Required work =
In the data below, how many lines contain the string "segment"? Reply with the number only.

Provided records =
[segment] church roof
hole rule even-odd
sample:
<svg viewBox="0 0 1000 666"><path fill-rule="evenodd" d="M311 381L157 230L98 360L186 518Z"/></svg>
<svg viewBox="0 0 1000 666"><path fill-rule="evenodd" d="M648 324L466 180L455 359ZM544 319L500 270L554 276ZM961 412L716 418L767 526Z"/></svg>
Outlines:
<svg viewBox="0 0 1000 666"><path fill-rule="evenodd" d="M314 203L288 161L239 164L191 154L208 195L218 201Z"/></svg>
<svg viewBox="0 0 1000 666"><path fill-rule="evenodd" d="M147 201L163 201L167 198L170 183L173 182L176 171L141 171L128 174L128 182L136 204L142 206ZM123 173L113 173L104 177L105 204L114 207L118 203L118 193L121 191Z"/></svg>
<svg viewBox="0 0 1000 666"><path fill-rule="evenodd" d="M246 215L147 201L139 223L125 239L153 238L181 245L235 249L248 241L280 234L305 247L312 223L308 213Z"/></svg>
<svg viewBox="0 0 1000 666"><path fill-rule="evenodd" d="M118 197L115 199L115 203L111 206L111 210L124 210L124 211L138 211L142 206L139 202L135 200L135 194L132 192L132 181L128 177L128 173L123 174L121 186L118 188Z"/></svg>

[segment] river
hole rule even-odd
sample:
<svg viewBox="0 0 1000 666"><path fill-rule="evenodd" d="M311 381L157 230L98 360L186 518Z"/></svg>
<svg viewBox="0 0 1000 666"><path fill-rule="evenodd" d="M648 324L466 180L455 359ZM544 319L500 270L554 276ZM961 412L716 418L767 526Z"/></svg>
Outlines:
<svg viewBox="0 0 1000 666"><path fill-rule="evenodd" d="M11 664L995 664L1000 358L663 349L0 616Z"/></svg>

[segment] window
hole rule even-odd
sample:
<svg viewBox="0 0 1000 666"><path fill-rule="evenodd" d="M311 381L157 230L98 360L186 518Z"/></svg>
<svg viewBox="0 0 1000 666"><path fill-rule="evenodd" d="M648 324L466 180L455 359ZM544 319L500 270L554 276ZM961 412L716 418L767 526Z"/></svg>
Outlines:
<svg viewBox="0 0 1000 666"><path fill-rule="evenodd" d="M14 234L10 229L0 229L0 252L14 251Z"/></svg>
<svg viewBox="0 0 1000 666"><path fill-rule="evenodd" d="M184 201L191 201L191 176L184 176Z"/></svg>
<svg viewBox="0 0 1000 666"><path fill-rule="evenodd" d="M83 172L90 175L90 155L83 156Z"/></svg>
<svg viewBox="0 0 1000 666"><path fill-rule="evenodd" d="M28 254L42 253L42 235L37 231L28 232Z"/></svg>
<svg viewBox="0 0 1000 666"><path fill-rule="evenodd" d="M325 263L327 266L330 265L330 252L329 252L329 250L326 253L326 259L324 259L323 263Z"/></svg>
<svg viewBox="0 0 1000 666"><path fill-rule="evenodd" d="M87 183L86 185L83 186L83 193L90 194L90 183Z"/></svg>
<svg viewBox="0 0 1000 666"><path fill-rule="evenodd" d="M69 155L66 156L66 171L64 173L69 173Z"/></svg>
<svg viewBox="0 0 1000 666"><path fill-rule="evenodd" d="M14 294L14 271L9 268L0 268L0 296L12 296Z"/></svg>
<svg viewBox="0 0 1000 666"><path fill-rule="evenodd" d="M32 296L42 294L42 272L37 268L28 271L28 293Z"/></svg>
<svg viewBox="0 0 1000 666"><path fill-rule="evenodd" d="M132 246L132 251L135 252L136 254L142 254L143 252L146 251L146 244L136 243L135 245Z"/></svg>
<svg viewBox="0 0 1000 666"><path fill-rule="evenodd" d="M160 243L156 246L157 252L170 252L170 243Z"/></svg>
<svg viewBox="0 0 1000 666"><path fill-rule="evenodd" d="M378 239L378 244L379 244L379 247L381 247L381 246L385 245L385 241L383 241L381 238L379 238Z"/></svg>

Task result =
3